Once you reach the line containing "point(136, 113)" in the entries below, write out that line and each one after it down to the line containing "point(128, 146)", exactly and with nothing added.
(Provided data Opens)
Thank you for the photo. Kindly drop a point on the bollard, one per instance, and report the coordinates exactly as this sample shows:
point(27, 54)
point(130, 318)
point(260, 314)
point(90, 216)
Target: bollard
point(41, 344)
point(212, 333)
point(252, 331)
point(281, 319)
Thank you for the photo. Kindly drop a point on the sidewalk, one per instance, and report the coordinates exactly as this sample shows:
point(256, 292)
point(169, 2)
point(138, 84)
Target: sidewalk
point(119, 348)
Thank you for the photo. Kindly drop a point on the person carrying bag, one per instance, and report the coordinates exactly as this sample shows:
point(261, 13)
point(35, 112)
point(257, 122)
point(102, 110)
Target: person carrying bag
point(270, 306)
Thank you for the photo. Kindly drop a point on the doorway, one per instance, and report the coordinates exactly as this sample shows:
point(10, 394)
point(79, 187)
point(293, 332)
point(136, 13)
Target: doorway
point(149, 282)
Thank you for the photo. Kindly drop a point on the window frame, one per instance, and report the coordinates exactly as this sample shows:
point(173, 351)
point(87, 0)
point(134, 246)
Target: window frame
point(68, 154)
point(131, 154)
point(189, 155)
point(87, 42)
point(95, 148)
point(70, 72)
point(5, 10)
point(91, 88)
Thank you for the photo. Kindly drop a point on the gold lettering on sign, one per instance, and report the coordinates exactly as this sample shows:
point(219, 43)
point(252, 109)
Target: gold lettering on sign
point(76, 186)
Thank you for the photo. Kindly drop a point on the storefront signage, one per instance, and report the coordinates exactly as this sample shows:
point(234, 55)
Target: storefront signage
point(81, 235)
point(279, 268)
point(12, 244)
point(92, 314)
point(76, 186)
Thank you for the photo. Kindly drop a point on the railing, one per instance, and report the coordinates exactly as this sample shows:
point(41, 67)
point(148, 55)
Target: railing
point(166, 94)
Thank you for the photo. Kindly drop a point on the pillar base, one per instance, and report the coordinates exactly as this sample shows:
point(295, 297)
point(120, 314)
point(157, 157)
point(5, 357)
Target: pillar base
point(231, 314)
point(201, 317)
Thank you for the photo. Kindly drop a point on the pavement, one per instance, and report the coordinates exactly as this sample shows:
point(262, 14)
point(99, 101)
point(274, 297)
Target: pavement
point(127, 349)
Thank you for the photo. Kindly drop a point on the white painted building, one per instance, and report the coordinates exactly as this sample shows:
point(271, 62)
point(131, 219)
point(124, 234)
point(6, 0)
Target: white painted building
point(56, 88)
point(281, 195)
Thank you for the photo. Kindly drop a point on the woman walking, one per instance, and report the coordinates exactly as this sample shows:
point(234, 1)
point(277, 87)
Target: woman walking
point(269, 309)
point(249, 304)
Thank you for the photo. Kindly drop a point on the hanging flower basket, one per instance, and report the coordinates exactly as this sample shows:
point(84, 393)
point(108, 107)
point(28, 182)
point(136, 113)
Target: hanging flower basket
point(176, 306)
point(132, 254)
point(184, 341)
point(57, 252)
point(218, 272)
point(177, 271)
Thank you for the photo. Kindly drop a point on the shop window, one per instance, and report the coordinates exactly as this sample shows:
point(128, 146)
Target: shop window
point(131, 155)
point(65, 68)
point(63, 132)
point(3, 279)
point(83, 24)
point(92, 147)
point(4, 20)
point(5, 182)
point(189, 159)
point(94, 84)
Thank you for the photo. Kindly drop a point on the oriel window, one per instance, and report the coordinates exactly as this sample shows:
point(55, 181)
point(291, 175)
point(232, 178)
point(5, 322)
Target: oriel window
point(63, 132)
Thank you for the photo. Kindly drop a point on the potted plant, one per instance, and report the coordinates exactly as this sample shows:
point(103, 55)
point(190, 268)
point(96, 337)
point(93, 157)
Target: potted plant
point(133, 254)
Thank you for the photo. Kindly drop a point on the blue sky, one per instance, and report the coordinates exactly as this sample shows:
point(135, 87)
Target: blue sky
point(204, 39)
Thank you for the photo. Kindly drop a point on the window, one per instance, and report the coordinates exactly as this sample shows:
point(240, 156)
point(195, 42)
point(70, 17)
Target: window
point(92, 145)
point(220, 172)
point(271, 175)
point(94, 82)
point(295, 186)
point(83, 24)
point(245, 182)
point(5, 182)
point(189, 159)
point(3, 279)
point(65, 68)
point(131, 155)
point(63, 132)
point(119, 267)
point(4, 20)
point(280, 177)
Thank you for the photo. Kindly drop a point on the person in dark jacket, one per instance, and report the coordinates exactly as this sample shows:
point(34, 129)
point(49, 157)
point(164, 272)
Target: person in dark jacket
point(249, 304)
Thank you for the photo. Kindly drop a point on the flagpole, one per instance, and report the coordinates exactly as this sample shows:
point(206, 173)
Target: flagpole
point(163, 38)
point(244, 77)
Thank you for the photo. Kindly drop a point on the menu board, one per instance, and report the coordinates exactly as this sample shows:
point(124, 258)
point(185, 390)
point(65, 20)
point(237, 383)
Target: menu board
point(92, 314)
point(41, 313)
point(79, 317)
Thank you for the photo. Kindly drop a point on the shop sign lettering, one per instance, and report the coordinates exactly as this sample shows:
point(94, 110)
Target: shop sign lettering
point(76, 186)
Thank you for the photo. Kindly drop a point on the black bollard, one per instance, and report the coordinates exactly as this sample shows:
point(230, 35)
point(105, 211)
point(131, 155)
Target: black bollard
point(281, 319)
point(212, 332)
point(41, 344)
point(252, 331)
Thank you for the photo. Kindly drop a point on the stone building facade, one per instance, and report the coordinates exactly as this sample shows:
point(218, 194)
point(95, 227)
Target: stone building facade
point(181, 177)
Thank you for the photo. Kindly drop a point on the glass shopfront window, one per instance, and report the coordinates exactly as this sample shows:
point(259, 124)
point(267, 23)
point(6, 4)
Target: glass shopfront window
(Provided data Closes)
__Reply to the task__:
point(136, 113)
Target: hanging flower basket
point(176, 306)
point(132, 254)
point(184, 341)
point(57, 252)
point(218, 272)
point(177, 271)
Thank you for the photo. Kindly drop a point on the shop window, one per instance, and report the coordinates exactly as this sample shows:
point(128, 146)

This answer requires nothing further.